═══ DATA EXCERPTS ═══
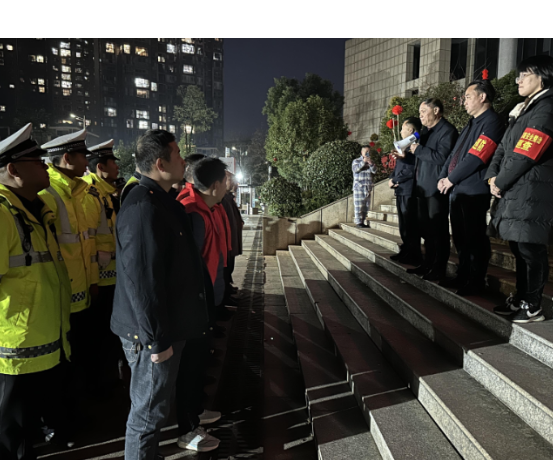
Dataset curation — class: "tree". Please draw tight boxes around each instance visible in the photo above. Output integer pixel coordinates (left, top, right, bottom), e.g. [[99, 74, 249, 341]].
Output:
[[174, 85, 218, 156], [113, 140, 136, 179]]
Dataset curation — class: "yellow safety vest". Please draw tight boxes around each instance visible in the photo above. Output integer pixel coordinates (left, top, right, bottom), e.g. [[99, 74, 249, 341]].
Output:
[[83, 174, 117, 287], [40, 164, 99, 313], [0, 184, 71, 375]]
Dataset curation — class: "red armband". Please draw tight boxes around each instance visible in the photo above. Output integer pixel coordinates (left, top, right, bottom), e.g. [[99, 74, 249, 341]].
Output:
[[469, 134, 497, 164], [514, 127, 552, 162]]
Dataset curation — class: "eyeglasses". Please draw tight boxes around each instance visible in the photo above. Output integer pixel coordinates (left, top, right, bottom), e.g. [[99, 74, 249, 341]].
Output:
[[515, 72, 533, 85]]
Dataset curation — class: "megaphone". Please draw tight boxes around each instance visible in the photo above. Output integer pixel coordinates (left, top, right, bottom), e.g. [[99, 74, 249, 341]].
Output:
[[394, 132, 420, 156]]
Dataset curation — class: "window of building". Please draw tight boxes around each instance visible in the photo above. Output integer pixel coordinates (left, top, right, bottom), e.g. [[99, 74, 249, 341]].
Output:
[[134, 78, 150, 88], [134, 46, 148, 57], [449, 37, 469, 81], [182, 44, 195, 54]]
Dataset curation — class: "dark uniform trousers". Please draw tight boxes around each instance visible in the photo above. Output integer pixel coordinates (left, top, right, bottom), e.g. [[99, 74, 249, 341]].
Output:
[[396, 195, 422, 258], [417, 194, 451, 274], [450, 194, 491, 287]]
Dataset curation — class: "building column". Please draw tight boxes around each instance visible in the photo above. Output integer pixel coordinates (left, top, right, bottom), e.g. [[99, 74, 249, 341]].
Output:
[[497, 37, 518, 78]]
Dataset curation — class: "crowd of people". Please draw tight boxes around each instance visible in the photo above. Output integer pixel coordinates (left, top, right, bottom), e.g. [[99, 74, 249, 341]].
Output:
[[352, 56, 553, 324], [0, 124, 244, 460]]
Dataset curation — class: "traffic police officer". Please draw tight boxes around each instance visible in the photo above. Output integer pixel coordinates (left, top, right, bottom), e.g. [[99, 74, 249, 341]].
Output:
[[0, 124, 71, 460], [438, 80, 505, 296]]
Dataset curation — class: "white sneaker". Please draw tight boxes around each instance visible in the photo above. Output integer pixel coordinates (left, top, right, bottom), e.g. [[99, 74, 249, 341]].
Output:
[[177, 427, 221, 453], [200, 410, 222, 425]]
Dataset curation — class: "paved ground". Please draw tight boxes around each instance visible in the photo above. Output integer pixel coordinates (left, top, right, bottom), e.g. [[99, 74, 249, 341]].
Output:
[[35, 216, 316, 460]]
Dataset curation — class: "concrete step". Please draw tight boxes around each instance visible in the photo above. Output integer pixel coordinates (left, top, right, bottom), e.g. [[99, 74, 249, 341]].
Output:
[[277, 251, 382, 461], [303, 241, 553, 460], [280, 247, 460, 460], [316, 230, 553, 444], [341, 222, 553, 319]]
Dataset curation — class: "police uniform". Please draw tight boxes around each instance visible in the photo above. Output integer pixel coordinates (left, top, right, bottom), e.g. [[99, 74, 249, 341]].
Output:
[[440, 108, 505, 294], [0, 124, 71, 460]]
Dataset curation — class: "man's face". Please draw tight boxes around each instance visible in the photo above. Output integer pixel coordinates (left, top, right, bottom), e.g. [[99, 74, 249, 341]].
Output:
[[465, 85, 486, 116]]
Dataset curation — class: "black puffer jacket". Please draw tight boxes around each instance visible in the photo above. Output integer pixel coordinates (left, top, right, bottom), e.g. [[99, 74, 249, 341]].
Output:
[[486, 89, 553, 245]]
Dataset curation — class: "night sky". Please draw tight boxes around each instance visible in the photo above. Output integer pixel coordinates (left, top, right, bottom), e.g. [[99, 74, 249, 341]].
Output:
[[221, 38, 348, 140]]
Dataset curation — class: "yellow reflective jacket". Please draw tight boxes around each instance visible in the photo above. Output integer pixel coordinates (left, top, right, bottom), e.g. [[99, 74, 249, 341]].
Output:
[[0, 184, 71, 375], [83, 174, 117, 287], [40, 164, 99, 313]]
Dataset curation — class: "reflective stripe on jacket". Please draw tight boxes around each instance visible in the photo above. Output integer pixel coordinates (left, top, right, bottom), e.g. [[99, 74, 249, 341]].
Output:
[[0, 185, 71, 375]]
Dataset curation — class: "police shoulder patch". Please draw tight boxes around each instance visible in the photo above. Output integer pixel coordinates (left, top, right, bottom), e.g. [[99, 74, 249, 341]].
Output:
[[469, 134, 497, 164], [514, 127, 552, 162]]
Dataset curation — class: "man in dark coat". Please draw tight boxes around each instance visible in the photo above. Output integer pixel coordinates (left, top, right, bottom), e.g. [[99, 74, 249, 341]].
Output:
[[389, 117, 422, 265], [438, 80, 505, 296], [111, 130, 208, 460], [486, 56, 553, 324], [407, 98, 459, 281]]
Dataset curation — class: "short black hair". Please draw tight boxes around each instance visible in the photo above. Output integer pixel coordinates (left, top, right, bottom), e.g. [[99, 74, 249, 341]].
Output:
[[405, 117, 422, 134], [192, 157, 227, 191], [517, 55, 553, 89], [136, 130, 175, 174], [467, 80, 495, 104], [422, 98, 444, 114]]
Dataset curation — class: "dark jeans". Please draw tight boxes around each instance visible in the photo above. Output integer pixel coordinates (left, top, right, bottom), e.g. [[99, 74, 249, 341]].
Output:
[[175, 338, 209, 435], [450, 194, 492, 286], [417, 193, 451, 274], [0, 365, 65, 461], [121, 339, 185, 461], [396, 195, 422, 259], [509, 241, 549, 307]]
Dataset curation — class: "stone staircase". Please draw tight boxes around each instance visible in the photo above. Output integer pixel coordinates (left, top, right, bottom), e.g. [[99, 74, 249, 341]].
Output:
[[277, 197, 553, 460]]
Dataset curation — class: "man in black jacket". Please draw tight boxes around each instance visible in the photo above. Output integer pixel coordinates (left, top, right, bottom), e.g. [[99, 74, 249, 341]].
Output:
[[111, 130, 208, 460], [438, 80, 505, 296], [407, 98, 459, 281]]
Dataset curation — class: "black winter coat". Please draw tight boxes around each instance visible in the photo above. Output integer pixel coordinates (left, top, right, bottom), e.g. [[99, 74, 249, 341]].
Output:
[[486, 90, 553, 245], [111, 176, 209, 354]]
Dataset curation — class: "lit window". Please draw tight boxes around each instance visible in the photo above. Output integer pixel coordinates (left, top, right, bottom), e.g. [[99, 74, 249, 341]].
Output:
[[135, 46, 148, 57], [182, 44, 194, 54], [134, 78, 150, 88]]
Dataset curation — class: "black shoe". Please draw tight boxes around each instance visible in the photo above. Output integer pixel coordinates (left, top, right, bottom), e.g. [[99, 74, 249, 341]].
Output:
[[493, 293, 520, 316], [407, 265, 430, 277], [512, 301, 545, 324], [422, 270, 445, 282]]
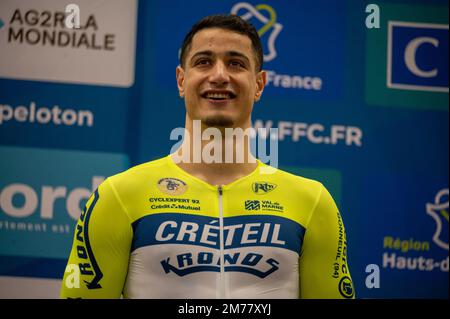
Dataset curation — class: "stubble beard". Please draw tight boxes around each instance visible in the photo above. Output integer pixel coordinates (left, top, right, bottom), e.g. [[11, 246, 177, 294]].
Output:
[[202, 115, 234, 128]]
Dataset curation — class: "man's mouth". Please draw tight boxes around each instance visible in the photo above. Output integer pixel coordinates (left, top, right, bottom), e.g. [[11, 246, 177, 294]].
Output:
[[201, 92, 236, 101]]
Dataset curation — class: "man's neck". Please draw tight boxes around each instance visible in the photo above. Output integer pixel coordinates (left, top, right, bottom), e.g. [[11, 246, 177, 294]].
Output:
[[172, 120, 258, 185]]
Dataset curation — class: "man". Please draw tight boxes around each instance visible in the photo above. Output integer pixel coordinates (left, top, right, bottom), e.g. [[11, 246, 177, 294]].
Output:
[[61, 16, 354, 298]]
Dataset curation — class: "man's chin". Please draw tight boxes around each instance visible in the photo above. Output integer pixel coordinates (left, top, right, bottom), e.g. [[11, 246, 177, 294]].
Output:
[[202, 116, 234, 128]]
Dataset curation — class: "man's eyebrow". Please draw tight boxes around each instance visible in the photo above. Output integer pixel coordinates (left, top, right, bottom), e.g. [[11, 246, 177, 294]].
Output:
[[190, 50, 213, 61], [190, 50, 250, 64], [227, 51, 250, 64]]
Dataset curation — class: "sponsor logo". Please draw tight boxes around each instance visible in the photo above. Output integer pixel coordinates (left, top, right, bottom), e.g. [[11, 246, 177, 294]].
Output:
[[75, 190, 103, 289], [0, 147, 128, 264], [158, 178, 187, 195], [426, 188, 449, 250], [0, 101, 94, 127], [245, 200, 261, 210], [0, 0, 137, 87], [339, 276, 355, 298], [149, 197, 201, 211], [132, 213, 304, 278], [253, 119, 363, 147], [231, 2, 283, 62], [244, 200, 284, 213], [365, 4, 449, 111], [386, 21, 449, 92], [383, 188, 449, 272], [252, 182, 277, 195], [231, 2, 323, 91]]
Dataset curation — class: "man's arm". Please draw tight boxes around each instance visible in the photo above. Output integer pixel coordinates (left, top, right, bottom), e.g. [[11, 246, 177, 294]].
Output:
[[61, 179, 133, 298], [299, 186, 355, 299]]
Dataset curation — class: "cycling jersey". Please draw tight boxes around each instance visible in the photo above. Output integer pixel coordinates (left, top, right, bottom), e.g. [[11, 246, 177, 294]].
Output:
[[61, 156, 354, 298]]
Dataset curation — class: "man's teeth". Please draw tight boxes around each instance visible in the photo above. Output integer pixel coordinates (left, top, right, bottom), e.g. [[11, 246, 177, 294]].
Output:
[[206, 93, 230, 99]]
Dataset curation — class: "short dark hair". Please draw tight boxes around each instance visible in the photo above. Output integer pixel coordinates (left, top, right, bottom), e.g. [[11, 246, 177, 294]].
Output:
[[179, 14, 263, 71]]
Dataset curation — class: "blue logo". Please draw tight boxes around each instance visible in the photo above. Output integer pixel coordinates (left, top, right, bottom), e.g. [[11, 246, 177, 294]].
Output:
[[426, 188, 448, 250], [387, 21, 449, 92]]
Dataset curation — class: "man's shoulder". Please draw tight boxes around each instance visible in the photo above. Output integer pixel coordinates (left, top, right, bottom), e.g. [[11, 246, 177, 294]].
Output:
[[260, 168, 323, 192], [109, 156, 169, 185]]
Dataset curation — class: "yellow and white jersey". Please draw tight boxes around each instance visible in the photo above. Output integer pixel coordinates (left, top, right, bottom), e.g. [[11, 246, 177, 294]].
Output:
[[61, 156, 354, 298]]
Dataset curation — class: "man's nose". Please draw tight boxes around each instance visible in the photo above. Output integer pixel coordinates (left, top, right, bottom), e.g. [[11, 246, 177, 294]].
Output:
[[209, 61, 230, 85]]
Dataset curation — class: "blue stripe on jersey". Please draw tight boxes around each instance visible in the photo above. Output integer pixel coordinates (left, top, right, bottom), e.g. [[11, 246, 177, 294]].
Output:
[[131, 213, 305, 254]]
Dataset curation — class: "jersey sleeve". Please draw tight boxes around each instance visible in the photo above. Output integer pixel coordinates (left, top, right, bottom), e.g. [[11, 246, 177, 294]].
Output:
[[299, 186, 355, 299], [60, 179, 133, 298]]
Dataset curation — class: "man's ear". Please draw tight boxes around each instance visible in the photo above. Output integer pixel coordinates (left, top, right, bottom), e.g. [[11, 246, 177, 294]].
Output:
[[255, 71, 267, 102], [176, 66, 184, 97]]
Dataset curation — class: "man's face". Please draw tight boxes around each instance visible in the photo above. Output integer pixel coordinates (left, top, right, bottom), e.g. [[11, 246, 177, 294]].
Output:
[[177, 28, 266, 127]]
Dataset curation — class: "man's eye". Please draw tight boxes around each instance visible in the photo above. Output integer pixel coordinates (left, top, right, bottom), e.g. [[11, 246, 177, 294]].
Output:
[[195, 59, 209, 65], [230, 61, 245, 68]]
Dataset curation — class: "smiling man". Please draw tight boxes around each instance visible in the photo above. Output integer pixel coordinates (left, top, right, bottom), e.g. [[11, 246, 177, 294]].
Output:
[[61, 15, 354, 298]]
═══
From the lines above, copy every line that contains the string "stripe", keeping them in their original order.

- RESPONSE BELOW -
Dataset curation — class: "reflective stripe on jacket". Please draw tight boxes around each instance visible in the photo above. Output integer pixel coordinates (left, top, right, bottom), e.g. [[99, 74, 249, 341]].
Dataset curation — class: "blue stripe on jersey". Please draw tight boxes around each instance visible in the photo above. Output integer pixel coordinates (left, top, right, bottom), e.g. [[11, 246, 177, 294]].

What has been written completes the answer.